*YOUR INSTRUCTIONS*
Output the full listing word for word.

*PROVIDED MATERIAL*
┄┄┄┄┄┄┄┄┄┄

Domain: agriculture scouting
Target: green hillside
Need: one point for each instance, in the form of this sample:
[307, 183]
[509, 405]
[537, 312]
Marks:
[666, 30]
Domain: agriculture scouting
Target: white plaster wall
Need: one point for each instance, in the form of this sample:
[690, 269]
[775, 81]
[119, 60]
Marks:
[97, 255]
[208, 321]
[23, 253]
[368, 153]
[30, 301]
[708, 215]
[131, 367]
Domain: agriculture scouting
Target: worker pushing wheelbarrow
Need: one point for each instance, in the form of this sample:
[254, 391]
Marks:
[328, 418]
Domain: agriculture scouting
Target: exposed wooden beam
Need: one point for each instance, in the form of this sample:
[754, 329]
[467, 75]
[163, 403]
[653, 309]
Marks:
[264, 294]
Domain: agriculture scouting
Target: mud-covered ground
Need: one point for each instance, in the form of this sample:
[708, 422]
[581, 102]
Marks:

┄┄┄┄┄┄┄┄┄┄

*RESPONSE TO THIS EXERCISE*
Domain: agriculture scouting
Target: green hillside
Need: one point for each instance, in the form of this sample:
[307, 183]
[509, 405]
[537, 312]
Marks:
[666, 30]
Domain: agriculture scouting
Target: white plaster wall
Need: one point for each instance, in the form of this sample:
[690, 269]
[775, 81]
[119, 60]
Marks:
[97, 255]
[208, 321]
[23, 253]
[368, 153]
[30, 301]
[708, 215]
[131, 367]
Domain: agriculture scouting
Target: worker pushing wheelbarrow
Need: one point for each instance, in the form of this sample:
[254, 391]
Marks:
[328, 418]
Domain: agriculture scouting
Target: exposed wooden beam
Need: one point for each instance, in the form of this sample:
[754, 329]
[467, 75]
[163, 403]
[653, 309]
Marks:
[264, 294]
Domain: agriculture scouting
Target: mud-covered ground
Need: one point for each instance, in the form of this sample:
[708, 422]
[581, 102]
Marks:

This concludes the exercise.